Stored data entries
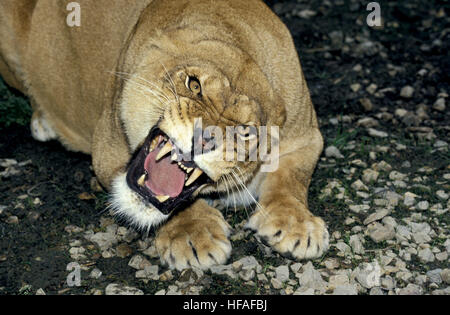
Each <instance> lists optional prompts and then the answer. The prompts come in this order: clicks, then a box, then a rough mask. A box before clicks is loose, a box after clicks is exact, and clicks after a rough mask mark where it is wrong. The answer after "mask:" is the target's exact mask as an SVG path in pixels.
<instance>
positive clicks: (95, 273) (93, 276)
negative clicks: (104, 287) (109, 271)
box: [89, 268, 102, 279]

◆ **YOUR INSTRUCTIONS**
List each line of the records above that contains the string "instance", copying those lines in full.

◆ **EXERCISE SOLUTION**
Each <instance> lists optional prompts and then the answer. The prompts come in this order: clicks, then a box, then a rough mask. A box before clicks is loose, a box after clicks is exact, and clicks after a rough mask mark where it is wrong. The answer after "mask:" is the target's exact mask as an SVG path in pixels.
<instance>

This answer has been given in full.